- **Set task A**
Answer these questions about the regex post:
(i) Which two programming languages does the writer say they will use this for?
(ii) In the second example inequality, which variables are given?
(iii) How many things does the writer say they need to know to fix the expression?

- **Page**
1

I searched for an answer but I couldn't find a clear one. Please, bear with me as I'm kind of a noob in regex, and this is my first question too. I'm using Python 3, but will also be needing this for Javascript too.

What I'm trying to do is validate an input by the user. The input is an inequality (spaces removed), and the variables are named by the user and given beforehand. For example, let's say I have this inequality:

x+y+6p<=z+1

The variables x, y, p, z will be given. The problem now if the inequality is like this:

xp+yp+6p<=z+1

The given variables are xp, yp, p, and z. I'm trying to write a regular expression to match any inequality with such a format, given no spaces in the inequality. I cannot figure out how to check for alternative strings. For example I wrote the following expression:

^([\+\-]?[0-9]*([xpypz]|[0-9]+))+[<>]=([\+\-]?[0-9]*([xpypz]|[0-9]+))+$

I know this is completely wrong and that's not how the parentheses are used, but I don't have a feasible expression and I wanted to show you what I want to achieve. Now I need to know three things (at least, I hope) to fix it:

  1. How to check specifically for xp, and yp as they are literally instead of all characters in the set xypz?
  2. How to make 0-9 after xpypz work as [0-9]+? Meaning that any number can occur instead of a variable?

(Records excerpted from a collection)
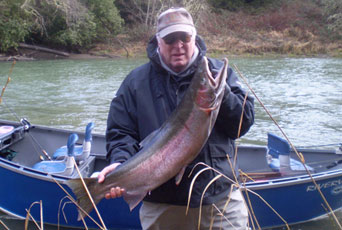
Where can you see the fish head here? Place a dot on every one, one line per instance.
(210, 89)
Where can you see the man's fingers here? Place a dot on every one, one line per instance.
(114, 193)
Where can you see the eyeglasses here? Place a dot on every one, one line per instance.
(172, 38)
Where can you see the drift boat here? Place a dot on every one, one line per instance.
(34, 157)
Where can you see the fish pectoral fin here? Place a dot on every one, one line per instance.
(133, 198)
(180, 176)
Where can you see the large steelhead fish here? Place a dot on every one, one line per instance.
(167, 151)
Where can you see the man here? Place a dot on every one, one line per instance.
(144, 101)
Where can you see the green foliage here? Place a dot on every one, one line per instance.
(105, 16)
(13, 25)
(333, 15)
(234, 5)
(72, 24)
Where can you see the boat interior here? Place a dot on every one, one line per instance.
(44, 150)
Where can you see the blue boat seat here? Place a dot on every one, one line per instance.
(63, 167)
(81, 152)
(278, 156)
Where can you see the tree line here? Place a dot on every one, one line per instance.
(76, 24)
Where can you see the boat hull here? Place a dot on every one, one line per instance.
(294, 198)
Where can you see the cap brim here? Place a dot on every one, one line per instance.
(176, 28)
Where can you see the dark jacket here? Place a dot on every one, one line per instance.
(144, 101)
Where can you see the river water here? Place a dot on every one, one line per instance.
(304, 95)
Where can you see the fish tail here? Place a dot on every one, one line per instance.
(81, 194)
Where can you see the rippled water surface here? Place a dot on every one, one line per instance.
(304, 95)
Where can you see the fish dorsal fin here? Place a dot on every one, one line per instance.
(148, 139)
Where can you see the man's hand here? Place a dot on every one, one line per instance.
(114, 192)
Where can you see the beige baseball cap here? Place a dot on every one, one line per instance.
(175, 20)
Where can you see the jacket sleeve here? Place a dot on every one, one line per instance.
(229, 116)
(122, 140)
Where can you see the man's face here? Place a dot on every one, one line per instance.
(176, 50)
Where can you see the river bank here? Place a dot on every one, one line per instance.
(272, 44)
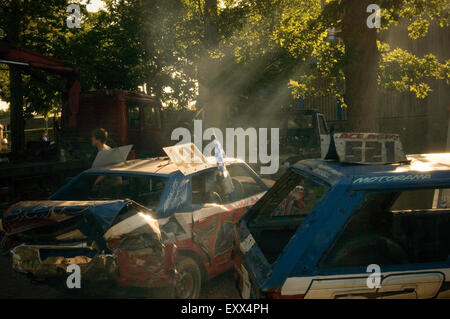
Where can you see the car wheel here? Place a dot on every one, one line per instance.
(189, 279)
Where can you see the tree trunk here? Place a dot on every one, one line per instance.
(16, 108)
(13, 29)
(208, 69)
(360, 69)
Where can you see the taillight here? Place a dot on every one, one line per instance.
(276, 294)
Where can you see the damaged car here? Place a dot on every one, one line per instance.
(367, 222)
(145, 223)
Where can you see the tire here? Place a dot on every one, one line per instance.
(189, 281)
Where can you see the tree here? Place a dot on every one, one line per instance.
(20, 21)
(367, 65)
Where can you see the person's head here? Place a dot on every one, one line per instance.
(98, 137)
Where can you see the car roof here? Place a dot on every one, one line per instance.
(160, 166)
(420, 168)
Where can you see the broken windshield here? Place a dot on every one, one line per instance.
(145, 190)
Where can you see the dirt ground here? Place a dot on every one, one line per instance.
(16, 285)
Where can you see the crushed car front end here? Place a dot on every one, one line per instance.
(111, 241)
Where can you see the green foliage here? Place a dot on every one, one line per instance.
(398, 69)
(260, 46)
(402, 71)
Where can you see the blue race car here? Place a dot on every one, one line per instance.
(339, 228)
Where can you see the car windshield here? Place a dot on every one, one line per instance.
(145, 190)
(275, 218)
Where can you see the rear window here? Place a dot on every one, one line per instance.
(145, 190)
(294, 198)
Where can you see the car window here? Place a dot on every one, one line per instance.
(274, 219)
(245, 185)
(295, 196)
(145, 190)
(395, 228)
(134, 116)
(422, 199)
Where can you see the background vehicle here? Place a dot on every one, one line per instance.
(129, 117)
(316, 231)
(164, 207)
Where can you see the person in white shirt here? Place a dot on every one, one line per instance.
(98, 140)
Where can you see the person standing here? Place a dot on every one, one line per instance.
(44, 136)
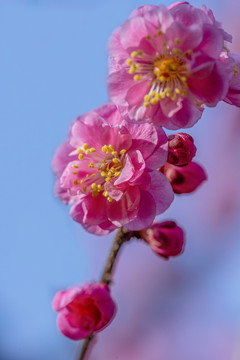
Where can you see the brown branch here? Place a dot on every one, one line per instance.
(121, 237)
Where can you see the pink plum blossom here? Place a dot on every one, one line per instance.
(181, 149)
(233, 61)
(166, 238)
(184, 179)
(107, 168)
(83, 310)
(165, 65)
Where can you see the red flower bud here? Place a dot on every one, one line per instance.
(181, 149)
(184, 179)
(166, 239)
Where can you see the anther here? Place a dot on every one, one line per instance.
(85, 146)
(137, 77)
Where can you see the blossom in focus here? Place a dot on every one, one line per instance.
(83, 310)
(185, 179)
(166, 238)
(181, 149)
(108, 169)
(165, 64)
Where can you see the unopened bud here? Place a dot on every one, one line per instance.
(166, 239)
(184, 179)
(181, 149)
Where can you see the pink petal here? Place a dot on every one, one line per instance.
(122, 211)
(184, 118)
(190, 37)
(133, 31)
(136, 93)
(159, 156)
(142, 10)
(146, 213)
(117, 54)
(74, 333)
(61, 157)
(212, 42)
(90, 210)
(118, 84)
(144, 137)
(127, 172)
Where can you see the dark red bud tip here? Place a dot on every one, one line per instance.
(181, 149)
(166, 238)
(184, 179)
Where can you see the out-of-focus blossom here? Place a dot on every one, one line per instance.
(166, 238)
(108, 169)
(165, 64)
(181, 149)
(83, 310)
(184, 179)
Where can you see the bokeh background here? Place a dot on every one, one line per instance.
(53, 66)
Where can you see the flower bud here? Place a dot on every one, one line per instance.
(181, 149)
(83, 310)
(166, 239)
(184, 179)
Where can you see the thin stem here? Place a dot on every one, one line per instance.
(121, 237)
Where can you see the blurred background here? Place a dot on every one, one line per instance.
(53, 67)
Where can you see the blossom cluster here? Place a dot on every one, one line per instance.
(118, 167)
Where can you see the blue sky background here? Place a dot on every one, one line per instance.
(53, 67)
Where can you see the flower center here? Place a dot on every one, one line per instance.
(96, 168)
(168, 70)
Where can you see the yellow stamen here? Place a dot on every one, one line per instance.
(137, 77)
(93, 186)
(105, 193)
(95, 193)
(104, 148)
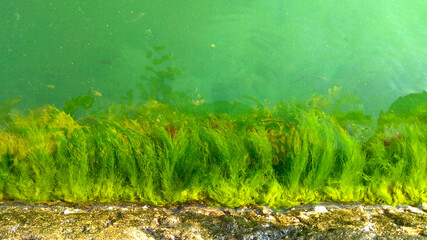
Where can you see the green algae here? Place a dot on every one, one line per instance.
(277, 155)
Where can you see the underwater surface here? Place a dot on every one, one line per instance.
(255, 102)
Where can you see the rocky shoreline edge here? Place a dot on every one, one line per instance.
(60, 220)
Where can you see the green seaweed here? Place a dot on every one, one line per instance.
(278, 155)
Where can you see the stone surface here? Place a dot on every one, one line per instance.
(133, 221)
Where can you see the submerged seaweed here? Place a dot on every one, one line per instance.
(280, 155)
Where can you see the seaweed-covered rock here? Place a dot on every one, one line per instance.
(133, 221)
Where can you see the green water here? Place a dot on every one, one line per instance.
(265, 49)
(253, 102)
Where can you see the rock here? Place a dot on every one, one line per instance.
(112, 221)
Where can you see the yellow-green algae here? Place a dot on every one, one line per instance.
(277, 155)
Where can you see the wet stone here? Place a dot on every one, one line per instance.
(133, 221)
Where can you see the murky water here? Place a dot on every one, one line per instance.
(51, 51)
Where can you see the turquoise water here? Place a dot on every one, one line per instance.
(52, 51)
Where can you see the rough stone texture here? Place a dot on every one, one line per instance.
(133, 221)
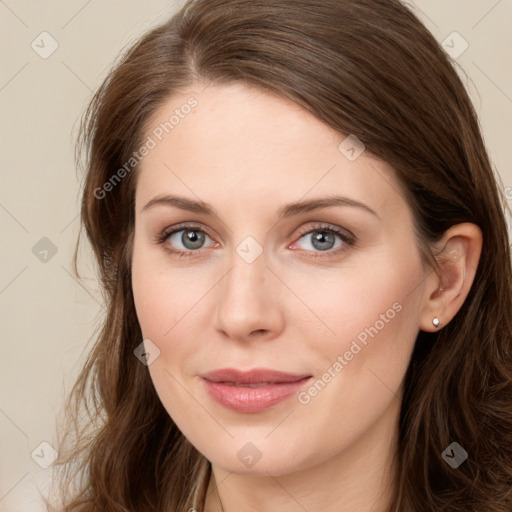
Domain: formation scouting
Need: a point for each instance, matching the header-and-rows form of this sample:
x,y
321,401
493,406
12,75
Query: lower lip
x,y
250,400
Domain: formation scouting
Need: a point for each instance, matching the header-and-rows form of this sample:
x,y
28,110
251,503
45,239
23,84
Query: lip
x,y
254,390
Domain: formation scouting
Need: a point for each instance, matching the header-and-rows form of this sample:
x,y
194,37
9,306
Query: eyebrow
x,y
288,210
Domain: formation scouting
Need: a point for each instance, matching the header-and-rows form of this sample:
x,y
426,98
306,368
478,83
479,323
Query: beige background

- **Set task B**
Pick out every line of the records above that contains the string "window", treating uppercase and lowercase as different.

- **Final answer A**
(i) Python 3 and JavaScript
(ii) xp, yp, p, and z
(iii) Three

- **Final answer B**
Where can you see the rear window here? Place a dot on every one, one line per instance.
Where can you see the car window here? Place a dot on every one, one line per instance.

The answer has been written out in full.